**DIRECTIONS FOR THIS TASK**
From the article on US labor force participation, copy word for word the passage starting with "As of September, the" and going on through "overall labor market.".
------ EXTRACTED TEXT
As of September, the US labor force participation rate was 62.3. While we dipped down below that figure very briefly due to COVID-19 lock-downs, the US has fallen from peak levels between 1990 and 2000 and remained mired in the 62 range since 2013—a level we hadn’t been seen before since the mid-to-late 1970’s.
At first glance, one may dismiss the declining rate of labor participation, pointing to several factors such as the great productivity gains realized from the Internet and numerous technological advances and/or the natural demographic transition afoot with Baby Boomers retiring. While there are a host of trends and factors at play in the participation rate, this indicator is one to watch more so than the unemployment rate when seeking to diagnose the health of the overall labor market.
Why is our current lower level of labor participation problematic?
Over the longer term, a sustained lower level of labor force participation may have more unhealthy knock-on effects such as a drop in productivity rates and rising social services costs as people turn to government support.
Recent data points to a drop in overall productivity, as this chart below indicates. It is worth noting that the current productivity level has not been seen since the 1970s’.
US Nonfarm Business Labor Productivity Plummet
Chart courtesy of State Street Global Advisors.
Michael Arone, CFA, Chief Investment Strategist at State Street Global Advisors, provides a simple and clear assessment in a recent post titled ” Uncommon Sense:
“Simply stated, an increasing number of workers are producing less per hour. And, in today’s bizarre post-pandemic environment workers are getting paid more for producing that shrinking output. For example, Unit Labor Costs — how much a business pays its workers to produce one unit of output — rose 10.2% in the second quarter, following a 12.7% surge in the first quarter.1[i] Continued strong increases in employment while output is weak or falling are not sustainable.”
------------
------ AVAILABLE DATA
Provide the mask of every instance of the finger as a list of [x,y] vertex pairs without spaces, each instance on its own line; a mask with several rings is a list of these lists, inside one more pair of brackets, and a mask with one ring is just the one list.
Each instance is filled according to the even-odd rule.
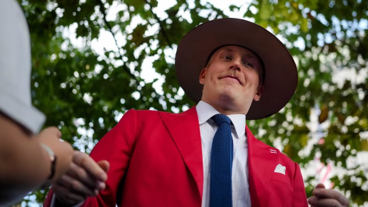
[[316,186],[315,188],[324,188],[326,189],[326,187],[325,187],[325,185],[323,183],[318,183],[317,185],[317,186]]
[[[71,164],[69,170],[65,175],[67,176],[67,177],[77,180],[78,182],[89,189],[99,190],[105,187],[100,186],[101,181],[91,176],[84,169],[73,162]],[[63,181],[65,181],[65,180]]]
[[316,188],[313,190],[313,194],[323,200],[334,200],[343,206],[349,206],[349,201],[339,192],[332,189]]
[[80,195],[74,194],[69,189],[61,185],[54,185],[53,191],[56,199],[64,204],[73,204],[84,200]]
[[102,181],[107,179],[107,175],[104,170],[87,154],[75,151],[73,156],[73,162],[82,167],[95,178]]
[[334,207],[343,206],[343,205],[342,205],[337,200],[332,198],[323,198],[316,199],[315,202],[311,203],[311,206]]
[[97,162],[97,164],[106,172],[110,169],[110,163],[107,160],[100,160]]
[[56,199],[61,203],[74,206],[85,200],[88,196],[81,195],[60,185],[55,185],[53,191]]
[[82,195],[82,197],[86,198],[88,196],[95,196],[98,193],[98,190],[93,188],[89,188],[81,182],[79,180],[71,177],[67,174],[63,175],[61,179],[58,180],[56,183],[57,187],[63,187],[68,190],[68,192],[73,192],[72,194],[76,194]]

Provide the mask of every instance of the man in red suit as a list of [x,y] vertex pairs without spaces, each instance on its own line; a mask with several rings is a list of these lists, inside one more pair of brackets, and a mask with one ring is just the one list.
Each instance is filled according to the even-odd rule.
[[[97,164],[76,155],[45,205],[212,206],[211,146],[218,127],[211,118],[220,113],[232,123],[229,205],[308,206],[297,164],[258,141],[245,124],[277,112],[295,91],[295,63],[277,38],[244,20],[211,21],[183,38],[175,67],[197,105],[178,114],[128,111],[91,153]],[[349,205],[323,186],[313,193],[313,206]]]

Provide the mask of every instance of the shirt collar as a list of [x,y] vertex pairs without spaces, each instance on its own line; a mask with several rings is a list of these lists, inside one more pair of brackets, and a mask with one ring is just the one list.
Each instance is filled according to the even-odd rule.
[[[200,125],[206,122],[214,115],[220,113],[212,106],[203,101],[199,101],[196,106],[196,110]],[[227,117],[232,121],[238,137],[244,135],[245,133],[245,114],[231,114]]]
------------
**ANSWER**
As of September, the US labor force participation rate was 62.3. While we dipped down below that figure very briefly due to COVID-19 lock-downs, the US has fallen from peak levels between 1990 and 2000 and remained mired in the 62 range since 2013—a level we hadn’t been seen before since the mid-to-late 1970’s.
At first glance, one may dismiss the declining rate of labor participation, pointing to several factors such as the great productivity gains realized from the Internet and numerous technological advances and/or the natural demographic transition afoot with Baby Boomers retiring. While there are a host of trends and factors at play in the participation rate, this indicator is one to watch more so than the unemployment rate when seeking to diagnose the health of the overall labor market.